Given task 1 ▸
Show each line of the rows below that contains the string "sleeve". Case counts.

Source text ▸
+---+

The Night Bus That Wasnt (2)

This was written while I was still in Colombia, at the town of Capurgana; about one week into my trip. So, having read the previous post, youll understand that I hadnt had all my Colombian experiences at the time of this writing.

I left Cartagena by bus and spent the weekend in the little town of Covenas; it was an adequate beach town, had some edible street food – something like empanadas filled with potatoes and beans. They had a sauce called suero, which was a soured milk, incredibly salty. By itself I considered it nasty, but they mixed it with some tomato substance – maybe ketchup – and it made a very nice condiment for potato/meat substances.

Saturday night I went to the circus (it was in town!). Rather lame, but for $1.50 it was not unentertaining. This morning they brought me a Guanabana, since I had mentioned I wanted one and couldnt find one. It tasted much like a sour cherimoya. Good, but not outstanding. Cherimoyas are better. Theyre the same family, but Guanabanas are much larger.

So to head to my ultimate destination of Capurgana I need to take two buses and a boat ride, so Sunday morning I got on the bus to Monterias. On the way, I had to change the bus for another one. I met a local girl, we talked for quite a while on the second leg of the bus. They have an obsession with music, nonstop, loud, all the time – even more than most Latin American countries. And apparently, the girl felt the loud music on the bus wasnt enough for me to properly enjoy, because she insisted I use one ear of her iphone earbuds also, so not only was I trying to understand her babbling, but it was amidst the rattling and two different sets of music. But she also insisted on helping me get on the right bus when we to my stop, which was nice.

Once on that bus – the one from Monteria to Turbo – all was well for awhile. The scenery was nice. Then we started having longer and longer stretches of unpaved roads. Which was jouncy, but not much more so than normal. Then we passed a flooded road, then finally after about 2-3 hours of what should have been a 5 hour trip, we started passing trucks parked along side the road – miles of them. Finally we got to the front, where both lanes were filled with immobile trucks, cars and buses, all with motobikes zipping between them.

Apparently there was a mudslide up ahead, but they were working on it and it was supposed to be fixed in an hour – however, there were also two more problems farther up the road, and no one knew about them. I went up to look, and the road had literally slid away. They were taking some of the rocks that had been shoring it up and putting it in a hastily-cut, muddy section of new road beside it. The ditch was full of thousands of bananas, implying that it was a banana truck that had initially discovered the road was unstable.

I killed the time walking around, writing on the computer a bit, but then things started to move so I headed back for the bus. Shortly after I arrived, we were informed that we were changing to a different bus. So we all picked up our luggage and walked about a half-mile back to another bus. This one did not smell better. But it had a higher wheelbase that would be able to get across the newly repaired gap better.

By this time they were letting the first cars across, ten per side at a time. The problem being that there were miles of cars in both lanes all headed the opposite direction, and most of these vehicles were trucks, wide, long, heavy trucks. All went well for about 45 minutes, and we were about to get to our turn in line, when suddenly the impatient drivers all lost their cool at once and started stampeding towards the barely repaired, one-lane muddy gap. From both sides of the road at the same time.

+---+

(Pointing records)
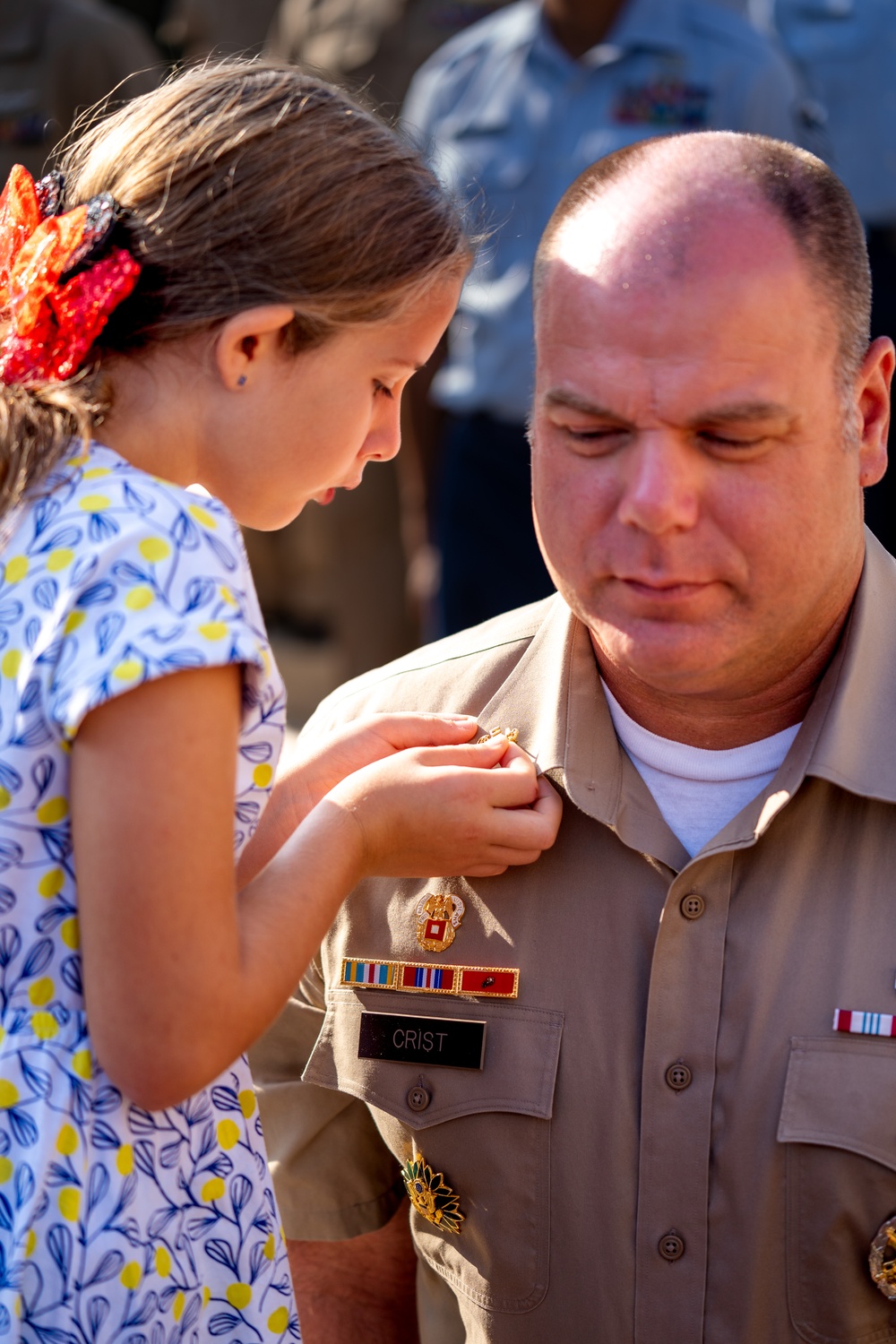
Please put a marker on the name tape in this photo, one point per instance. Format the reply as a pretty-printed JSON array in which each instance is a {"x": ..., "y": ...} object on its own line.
[
  {"x": 866, "y": 1023},
  {"x": 418, "y": 978}
]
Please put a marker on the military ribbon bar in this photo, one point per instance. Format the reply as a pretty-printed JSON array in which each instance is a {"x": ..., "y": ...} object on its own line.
[
  {"x": 370, "y": 973},
  {"x": 866, "y": 1023},
  {"x": 417, "y": 978}
]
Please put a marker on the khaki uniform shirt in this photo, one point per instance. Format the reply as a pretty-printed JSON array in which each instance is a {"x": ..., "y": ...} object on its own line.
[
  {"x": 56, "y": 58},
  {"x": 766, "y": 1160}
]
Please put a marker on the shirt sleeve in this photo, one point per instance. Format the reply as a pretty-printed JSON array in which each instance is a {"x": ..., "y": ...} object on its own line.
[
  {"x": 774, "y": 104},
  {"x": 333, "y": 1175},
  {"x": 164, "y": 586}
]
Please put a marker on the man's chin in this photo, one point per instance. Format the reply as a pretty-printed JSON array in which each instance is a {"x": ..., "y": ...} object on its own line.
[{"x": 670, "y": 658}]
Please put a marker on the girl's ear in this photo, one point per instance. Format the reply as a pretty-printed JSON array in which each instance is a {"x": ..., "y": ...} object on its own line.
[{"x": 247, "y": 340}]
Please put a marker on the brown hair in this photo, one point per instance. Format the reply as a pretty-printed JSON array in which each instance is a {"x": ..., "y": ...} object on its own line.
[
  {"x": 809, "y": 199},
  {"x": 242, "y": 183}
]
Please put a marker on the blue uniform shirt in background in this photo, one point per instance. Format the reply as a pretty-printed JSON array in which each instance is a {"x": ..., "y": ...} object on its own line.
[
  {"x": 509, "y": 120},
  {"x": 845, "y": 51}
]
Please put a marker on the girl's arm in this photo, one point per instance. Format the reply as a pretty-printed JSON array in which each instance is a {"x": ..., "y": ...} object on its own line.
[{"x": 183, "y": 970}]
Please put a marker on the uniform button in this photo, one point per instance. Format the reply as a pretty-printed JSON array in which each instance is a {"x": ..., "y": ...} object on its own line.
[
  {"x": 672, "y": 1246},
  {"x": 678, "y": 1077},
  {"x": 418, "y": 1098}
]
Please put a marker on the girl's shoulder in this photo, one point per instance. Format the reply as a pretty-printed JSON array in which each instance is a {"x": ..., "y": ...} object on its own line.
[{"x": 113, "y": 577}]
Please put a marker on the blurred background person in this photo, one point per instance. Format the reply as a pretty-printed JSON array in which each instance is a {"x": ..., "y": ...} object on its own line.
[
  {"x": 333, "y": 583},
  {"x": 376, "y": 45},
  {"x": 511, "y": 112},
  {"x": 58, "y": 56},
  {"x": 845, "y": 51}
]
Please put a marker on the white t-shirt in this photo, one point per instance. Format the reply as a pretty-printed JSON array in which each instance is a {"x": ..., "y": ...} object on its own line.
[{"x": 699, "y": 792}]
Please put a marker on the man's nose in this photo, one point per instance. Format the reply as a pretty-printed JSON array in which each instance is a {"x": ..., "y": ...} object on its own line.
[
  {"x": 659, "y": 484},
  {"x": 384, "y": 437}
]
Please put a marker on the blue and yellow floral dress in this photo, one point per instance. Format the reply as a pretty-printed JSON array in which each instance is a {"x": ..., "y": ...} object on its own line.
[{"x": 117, "y": 1223}]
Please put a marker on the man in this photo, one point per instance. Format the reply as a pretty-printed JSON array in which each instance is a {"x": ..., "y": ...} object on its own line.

+---+

Given task 2 ▸
In the travel post above, what was the sauce called suero?

Exercise result 1 ▸
Please put a marker on the shirt sleeve in this photo, one point per instance. Format the reply as a pretty-printed JSON array in which each instance is a {"x": ..., "y": ...} object on its own line.

Exercise result 2 ▸
A soured milk, incredibly salty.